Single by Jung Kook
- Language: Korean
- Released: February 11, 2022
- Genre: Pop
- Length: 3:30
- Label: Big Hit
- Songwriters: Suga; El Capitxn; Maria Marcus; Louise Frick Sveen; Gabriel Brandes; Matt Thomson; Max Lynedoch Graham; Shin Won Park;
- Producer: Suga

Jung Kook singles chronology
| "My Time" (2020) | "Stay Alive" (2022) | "Left and Right" (2022) |

Music video
- "Stay Alive" on YouTube

= Stay Alive (song) =

2022 digital single by Jungkook

"Stay Alive" is a song recorded by Jung Kook of BTS as the original soundtrack for 7Fates:Chakho, a collaborative webtoon created by Hybe and Naver Webtoon. It was released as a stand-alone digital single on February 11, 2022, through Big Hit Music. A dramatic, slow-tempo pop ballad, the song was produced by BTS-bandmate Suga, who co-wrote it with El Capitxn, Maria Marcus, Louise Frick Sveen, Gabriel Brandes, Matt Thomson and Max Lynedoch Graham of Arcades, and Shin Won Park.

■ WRITTEN INSTRUCTION 1 ■
Copy out every line of the listing that contains the word "microphone".
The "Stay Alive" article and the listing have nothing to do with each other.

■ INFORMATION SUPPLIED ■
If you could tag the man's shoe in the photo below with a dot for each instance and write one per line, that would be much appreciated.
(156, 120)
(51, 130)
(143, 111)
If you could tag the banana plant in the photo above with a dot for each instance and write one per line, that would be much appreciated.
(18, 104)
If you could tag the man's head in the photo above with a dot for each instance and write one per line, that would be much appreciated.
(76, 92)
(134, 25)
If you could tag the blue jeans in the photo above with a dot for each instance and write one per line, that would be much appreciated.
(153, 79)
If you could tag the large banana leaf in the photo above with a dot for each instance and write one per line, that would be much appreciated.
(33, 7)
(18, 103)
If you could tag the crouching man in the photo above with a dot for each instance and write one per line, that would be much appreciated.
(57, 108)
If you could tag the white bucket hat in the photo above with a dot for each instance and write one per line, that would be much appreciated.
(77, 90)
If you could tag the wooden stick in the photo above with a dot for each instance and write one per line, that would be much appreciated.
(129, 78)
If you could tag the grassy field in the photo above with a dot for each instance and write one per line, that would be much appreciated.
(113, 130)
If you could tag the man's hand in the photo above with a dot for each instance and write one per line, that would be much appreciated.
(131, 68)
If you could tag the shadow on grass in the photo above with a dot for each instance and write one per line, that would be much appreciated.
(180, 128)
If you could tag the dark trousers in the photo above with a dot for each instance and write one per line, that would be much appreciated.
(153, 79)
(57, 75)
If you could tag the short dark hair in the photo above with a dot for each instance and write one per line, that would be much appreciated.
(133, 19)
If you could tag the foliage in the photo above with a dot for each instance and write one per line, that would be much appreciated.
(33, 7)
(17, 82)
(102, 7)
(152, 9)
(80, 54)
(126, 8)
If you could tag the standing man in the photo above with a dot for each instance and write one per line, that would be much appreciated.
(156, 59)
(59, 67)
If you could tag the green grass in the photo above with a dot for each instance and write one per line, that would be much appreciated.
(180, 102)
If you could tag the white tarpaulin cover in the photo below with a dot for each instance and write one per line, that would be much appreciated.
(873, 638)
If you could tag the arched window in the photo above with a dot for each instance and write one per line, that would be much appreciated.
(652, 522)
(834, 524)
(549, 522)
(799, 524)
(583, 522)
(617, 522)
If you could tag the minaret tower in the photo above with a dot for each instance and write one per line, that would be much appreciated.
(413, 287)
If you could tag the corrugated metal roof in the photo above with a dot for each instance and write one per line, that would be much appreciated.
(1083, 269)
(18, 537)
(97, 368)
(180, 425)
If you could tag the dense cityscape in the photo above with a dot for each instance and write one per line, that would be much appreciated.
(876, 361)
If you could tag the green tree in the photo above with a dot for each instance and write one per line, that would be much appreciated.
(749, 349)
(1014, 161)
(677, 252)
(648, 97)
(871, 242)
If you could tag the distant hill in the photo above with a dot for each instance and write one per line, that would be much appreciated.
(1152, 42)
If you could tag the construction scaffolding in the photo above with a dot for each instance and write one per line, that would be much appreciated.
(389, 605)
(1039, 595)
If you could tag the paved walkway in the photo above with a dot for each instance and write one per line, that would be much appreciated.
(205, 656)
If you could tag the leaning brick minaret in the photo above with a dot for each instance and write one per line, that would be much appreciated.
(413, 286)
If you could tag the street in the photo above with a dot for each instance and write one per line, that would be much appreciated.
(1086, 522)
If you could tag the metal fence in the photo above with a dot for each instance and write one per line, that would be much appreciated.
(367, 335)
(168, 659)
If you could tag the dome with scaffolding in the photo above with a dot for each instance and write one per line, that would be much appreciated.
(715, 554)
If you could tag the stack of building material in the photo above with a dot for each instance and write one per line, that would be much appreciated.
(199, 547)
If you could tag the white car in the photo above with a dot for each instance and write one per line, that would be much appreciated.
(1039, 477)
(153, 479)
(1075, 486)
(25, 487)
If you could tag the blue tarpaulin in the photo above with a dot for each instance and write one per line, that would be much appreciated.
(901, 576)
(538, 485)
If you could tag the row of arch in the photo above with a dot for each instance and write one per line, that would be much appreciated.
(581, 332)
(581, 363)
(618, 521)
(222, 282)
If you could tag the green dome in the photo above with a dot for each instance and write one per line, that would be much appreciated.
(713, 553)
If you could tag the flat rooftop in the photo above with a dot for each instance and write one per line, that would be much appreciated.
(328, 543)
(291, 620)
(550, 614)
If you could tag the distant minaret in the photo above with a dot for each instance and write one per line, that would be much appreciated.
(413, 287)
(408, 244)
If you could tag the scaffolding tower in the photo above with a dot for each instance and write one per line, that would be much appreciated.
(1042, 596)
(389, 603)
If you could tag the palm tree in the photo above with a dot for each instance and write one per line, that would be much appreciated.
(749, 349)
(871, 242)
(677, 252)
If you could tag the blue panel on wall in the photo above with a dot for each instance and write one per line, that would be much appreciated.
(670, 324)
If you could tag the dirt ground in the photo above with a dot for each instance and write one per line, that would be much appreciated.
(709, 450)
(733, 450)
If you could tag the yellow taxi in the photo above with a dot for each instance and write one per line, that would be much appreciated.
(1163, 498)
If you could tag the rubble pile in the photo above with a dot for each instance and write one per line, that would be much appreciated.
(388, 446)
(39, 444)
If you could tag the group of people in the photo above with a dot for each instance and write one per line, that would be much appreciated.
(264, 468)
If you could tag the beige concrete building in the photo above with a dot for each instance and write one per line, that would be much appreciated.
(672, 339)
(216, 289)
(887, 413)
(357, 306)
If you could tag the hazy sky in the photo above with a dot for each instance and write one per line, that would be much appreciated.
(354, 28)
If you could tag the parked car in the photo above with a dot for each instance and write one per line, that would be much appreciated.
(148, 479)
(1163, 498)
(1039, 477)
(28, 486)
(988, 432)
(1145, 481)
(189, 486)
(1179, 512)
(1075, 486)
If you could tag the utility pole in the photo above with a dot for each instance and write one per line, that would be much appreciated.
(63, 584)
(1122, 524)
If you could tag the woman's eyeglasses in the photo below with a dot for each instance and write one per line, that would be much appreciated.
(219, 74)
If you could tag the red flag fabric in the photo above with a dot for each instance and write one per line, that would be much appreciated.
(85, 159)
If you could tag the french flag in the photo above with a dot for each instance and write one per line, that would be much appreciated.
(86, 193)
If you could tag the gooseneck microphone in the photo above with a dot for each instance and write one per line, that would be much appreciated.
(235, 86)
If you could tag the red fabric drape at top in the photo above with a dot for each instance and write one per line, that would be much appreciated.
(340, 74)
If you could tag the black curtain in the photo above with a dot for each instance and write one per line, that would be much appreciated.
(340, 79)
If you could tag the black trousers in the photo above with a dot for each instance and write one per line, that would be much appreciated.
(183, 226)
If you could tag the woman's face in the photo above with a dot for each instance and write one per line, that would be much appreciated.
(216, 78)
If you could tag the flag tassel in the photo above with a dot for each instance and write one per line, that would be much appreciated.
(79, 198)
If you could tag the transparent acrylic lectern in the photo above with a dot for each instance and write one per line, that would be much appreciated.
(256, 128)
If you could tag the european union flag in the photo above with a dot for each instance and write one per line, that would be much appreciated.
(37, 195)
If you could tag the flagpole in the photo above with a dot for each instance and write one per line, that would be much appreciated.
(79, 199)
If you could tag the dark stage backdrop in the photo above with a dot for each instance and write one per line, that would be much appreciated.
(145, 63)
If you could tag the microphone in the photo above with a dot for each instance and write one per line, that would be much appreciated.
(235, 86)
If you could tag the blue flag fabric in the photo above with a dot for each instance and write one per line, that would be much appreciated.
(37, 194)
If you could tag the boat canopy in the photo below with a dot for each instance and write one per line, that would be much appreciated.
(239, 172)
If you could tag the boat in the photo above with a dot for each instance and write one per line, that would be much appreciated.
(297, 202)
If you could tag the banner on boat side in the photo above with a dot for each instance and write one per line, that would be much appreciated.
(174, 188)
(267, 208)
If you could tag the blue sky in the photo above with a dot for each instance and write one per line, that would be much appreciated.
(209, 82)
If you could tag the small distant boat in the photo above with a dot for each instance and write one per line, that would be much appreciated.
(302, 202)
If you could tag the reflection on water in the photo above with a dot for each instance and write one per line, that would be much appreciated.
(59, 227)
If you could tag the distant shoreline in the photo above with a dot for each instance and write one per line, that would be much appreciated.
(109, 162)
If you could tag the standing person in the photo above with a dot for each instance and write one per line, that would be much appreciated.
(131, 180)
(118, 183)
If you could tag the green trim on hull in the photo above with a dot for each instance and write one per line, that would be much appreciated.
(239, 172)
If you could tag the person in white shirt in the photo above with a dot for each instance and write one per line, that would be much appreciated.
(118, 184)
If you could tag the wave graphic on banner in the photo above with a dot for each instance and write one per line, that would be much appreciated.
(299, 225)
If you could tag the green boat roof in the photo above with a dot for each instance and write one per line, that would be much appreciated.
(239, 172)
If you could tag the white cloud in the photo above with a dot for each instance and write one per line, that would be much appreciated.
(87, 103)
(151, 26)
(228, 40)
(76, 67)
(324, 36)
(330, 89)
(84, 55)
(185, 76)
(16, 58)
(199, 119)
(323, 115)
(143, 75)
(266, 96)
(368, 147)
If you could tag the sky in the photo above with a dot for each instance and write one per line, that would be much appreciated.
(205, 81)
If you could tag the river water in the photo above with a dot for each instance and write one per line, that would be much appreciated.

■ WRITTEN INSTRUCTION 2 ■
Extend the "Stay Alive" article with new text that begins after its last sentence.

■ RIGHT ANSWER 1 ■
If you could tag the gooseneck microphone in the photo above with a dot for each instance and write one per line, that would be much appreciated.
If you could tag the microphone in the photo above with a dot for each instance and write one per line, that would be much appreciated.

■ RIGHT ANSWER 2 ■
The single charted at number one in Malaysia, Singapore, and Vietnam, and in the top 10 in Hungary, India, Japan, and New Zealand. It earned Jung Kook his first entry on the Billboard Hot 100 as a soloist, at number 95, and on the Global 200 at number 13. The song is the first Korean soundtrack in history to debut on the Official Singles Chart in the United Kingdom.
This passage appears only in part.